When you copy the entries, keep every word exactly as it is and drop the images.
== DATA ==
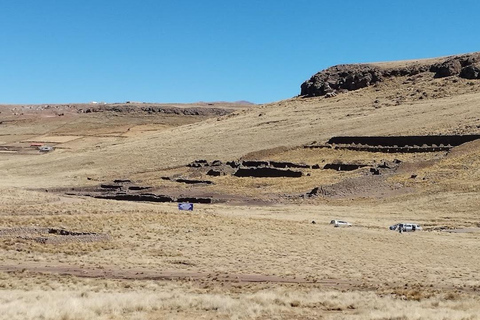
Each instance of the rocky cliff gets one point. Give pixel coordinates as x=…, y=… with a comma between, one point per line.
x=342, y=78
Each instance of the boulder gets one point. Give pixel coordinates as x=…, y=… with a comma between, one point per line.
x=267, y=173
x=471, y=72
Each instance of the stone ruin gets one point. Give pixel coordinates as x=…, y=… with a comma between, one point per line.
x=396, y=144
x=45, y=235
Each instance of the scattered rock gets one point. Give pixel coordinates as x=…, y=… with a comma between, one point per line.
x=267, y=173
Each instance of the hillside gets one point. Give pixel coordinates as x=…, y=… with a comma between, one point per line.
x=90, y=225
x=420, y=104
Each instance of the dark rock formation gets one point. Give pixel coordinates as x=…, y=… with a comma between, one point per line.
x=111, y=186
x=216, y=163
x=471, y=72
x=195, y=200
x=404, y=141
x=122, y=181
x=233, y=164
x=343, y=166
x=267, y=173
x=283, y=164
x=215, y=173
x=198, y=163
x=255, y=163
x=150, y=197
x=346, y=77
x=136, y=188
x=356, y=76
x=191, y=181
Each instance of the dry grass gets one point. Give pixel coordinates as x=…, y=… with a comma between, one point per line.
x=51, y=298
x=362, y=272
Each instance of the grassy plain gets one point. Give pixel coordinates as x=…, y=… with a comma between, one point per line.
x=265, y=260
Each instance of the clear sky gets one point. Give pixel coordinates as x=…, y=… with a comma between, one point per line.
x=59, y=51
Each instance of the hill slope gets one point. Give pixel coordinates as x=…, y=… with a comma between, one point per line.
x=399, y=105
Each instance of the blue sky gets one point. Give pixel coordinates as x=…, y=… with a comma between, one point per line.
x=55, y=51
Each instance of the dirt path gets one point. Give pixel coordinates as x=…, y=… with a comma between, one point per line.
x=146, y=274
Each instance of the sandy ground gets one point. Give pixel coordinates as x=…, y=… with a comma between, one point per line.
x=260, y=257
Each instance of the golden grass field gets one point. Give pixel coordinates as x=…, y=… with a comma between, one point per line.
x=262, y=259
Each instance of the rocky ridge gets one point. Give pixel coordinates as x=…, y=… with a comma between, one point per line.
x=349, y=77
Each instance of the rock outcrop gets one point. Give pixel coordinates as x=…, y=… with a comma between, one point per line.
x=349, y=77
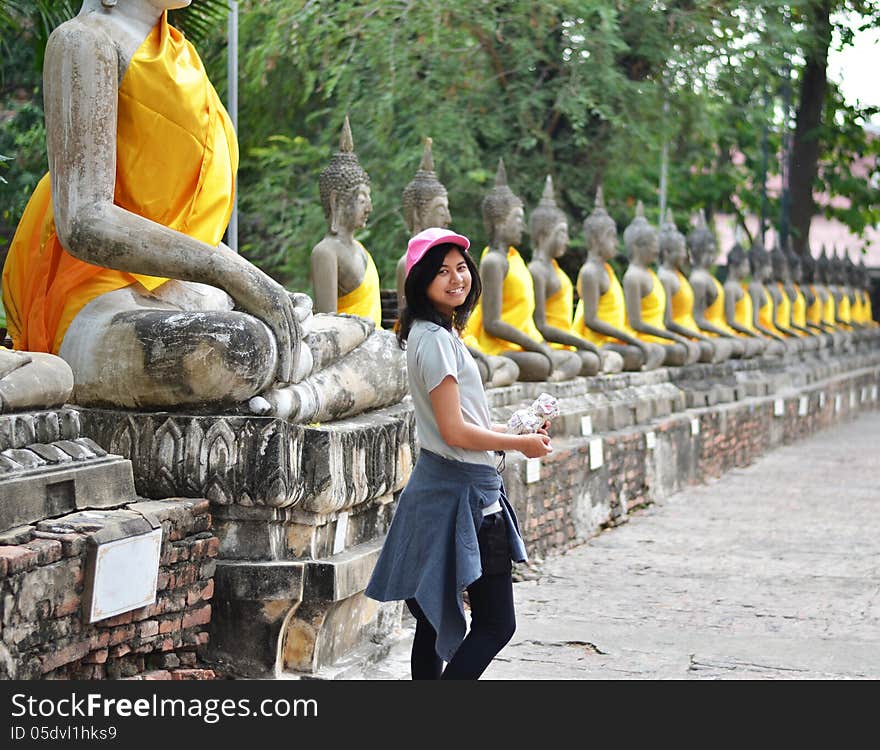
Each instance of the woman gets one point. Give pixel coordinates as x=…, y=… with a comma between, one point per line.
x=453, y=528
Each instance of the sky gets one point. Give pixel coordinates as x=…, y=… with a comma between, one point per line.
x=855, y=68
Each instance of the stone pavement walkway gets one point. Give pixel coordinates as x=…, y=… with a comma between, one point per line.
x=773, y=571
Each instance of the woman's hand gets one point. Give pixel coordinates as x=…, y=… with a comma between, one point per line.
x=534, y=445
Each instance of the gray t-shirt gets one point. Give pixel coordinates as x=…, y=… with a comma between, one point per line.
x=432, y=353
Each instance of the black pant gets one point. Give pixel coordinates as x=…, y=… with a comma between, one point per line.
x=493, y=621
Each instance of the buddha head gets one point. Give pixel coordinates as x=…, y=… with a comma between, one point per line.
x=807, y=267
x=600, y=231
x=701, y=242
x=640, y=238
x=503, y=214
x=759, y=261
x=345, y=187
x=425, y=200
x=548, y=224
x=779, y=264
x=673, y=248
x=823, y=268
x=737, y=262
===
* **RESPONSE BELOW**:
Each instance of the rocky cliff gets one point. Give pixel coordinates as x=…, y=… with a comma between, one point per line.
x=342, y=78
Each instance of the boulder gets one point. Give pixel coordinates as x=…, y=… with a comma between, one point per line.
x=267, y=173
x=471, y=72
Each instance of the stone ruin gets one point. Give pixel coordinates as x=…, y=… with a comma between, one point per line.
x=396, y=144
x=45, y=235
Each instance of the scattered rock gets one point. Give pixel coordinates as x=…, y=… with a comma between, one point per line.
x=267, y=173
Each instance of the hillside gets one point. Give pixel coordinates as x=…, y=… with a comma between, one point per line.
x=90, y=225
x=420, y=104
Each instance of the dark rock formation gets one point. Give pixel coordinates as x=…, y=… with a comma between, one point per line.
x=111, y=186
x=216, y=163
x=471, y=72
x=195, y=200
x=404, y=141
x=122, y=181
x=233, y=164
x=343, y=166
x=267, y=173
x=283, y=164
x=215, y=173
x=198, y=163
x=255, y=163
x=150, y=197
x=346, y=77
x=136, y=188
x=356, y=76
x=191, y=181
Each instance of the dry grass gets one point. Give pixel coordinates as x=…, y=… with a comma between, one point per line.
x=51, y=298
x=362, y=272
Each instance of the grassy plain gets one point. Give pixel coordinates as x=…, y=… with a comma between, one point per line.
x=265, y=260
Each instance of the clear sky gets one point. Give pixel coordinates as x=…, y=… with a comma between, one point per line.
x=59, y=51
Each instance of the hill slope gets one point. Give pixel coordinates as x=…, y=… with a comma between, one point per line.
x=399, y=105
Each instance of the blue sky gets one point. Give pixel coordinates as x=…, y=… with a comma between, one point per line.
x=55, y=51
Each instance of the dirt path gets one point. Give pixel coordinates as x=…, y=… with a comma between, one point per line.
x=146, y=274
Each instance of the sandy ground gets one point. Give pixel coordinates as x=…, y=… with a comma between, one point per line.
x=260, y=257
Each instance of the golden grass field gets one point. Give pixel coordinates as x=…, y=… with a comma between, one point per line.
x=262, y=259
Each instance of the rocky ridge gets one point. Give pixel coordinates as x=…, y=… with a comma between, one point per line.
x=349, y=77
Each instance of the rock outcrop gets one point. Give pixel coordinates as x=…, y=… with a comma between, one point per line.
x=349, y=77
Each instance of the woman gets one point. Give pixel coordinates as x=…, y=… with a comma between, one point per line.
x=453, y=528
Each instance of the sky gets one point. Give pixel coordinates as x=…, y=… with a comma between, one point per line.
x=855, y=68
Each instance of the stone pavement walkway gets one point. Give pixel coordinates as x=…, y=… with a comma between, one point per line.
x=773, y=571
Each instance of the woman's hand gets one point. Give pixel coordinates as x=…, y=… with a comma between, one point per line.
x=534, y=445
Each instance of the gray t-shirt gets one point. Give pixel coordinates as x=…, y=… with a comma between, one point per line.
x=432, y=353
Each instance of the black pant gets one point. Give pixel coordinates as x=…, y=… with a comma between, one point per line.
x=493, y=621
Each instance of the buddha head gets one point. Give pixel coordinates as x=…, y=… with a comma between, one point per line.
x=807, y=267
x=600, y=231
x=701, y=242
x=640, y=238
x=503, y=214
x=759, y=261
x=345, y=187
x=425, y=200
x=548, y=224
x=779, y=264
x=673, y=248
x=823, y=268
x=737, y=262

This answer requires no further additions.